--- Information given ---

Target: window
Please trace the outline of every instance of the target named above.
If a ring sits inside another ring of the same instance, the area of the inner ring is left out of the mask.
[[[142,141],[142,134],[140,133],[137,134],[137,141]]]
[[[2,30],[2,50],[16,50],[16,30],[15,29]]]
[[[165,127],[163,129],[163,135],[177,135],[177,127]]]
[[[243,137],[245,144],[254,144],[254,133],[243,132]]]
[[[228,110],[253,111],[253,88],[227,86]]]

---

*Task directions:* Change every "ring" in the entries to "loop", and leave all other text as it is.

*Full answer:*
Target: window
Please trace the outline of every instance of the target named above.
If a loop sits inside another loop of the same instance, the area of the inner loop is left out of the mask.
[[[142,141],[142,134],[140,133],[137,134],[137,141]]]
[[[2,30],[2,50],[16,50],[16,30],[15,29]]]
[[[165,127],[163,129],[163,135],[177,135],[177,127]]]
[[[243,137],[245,144],[254,144],[254,133],[243,132]]]
[[[228,110],[253,111],[253,88],[227,86]]]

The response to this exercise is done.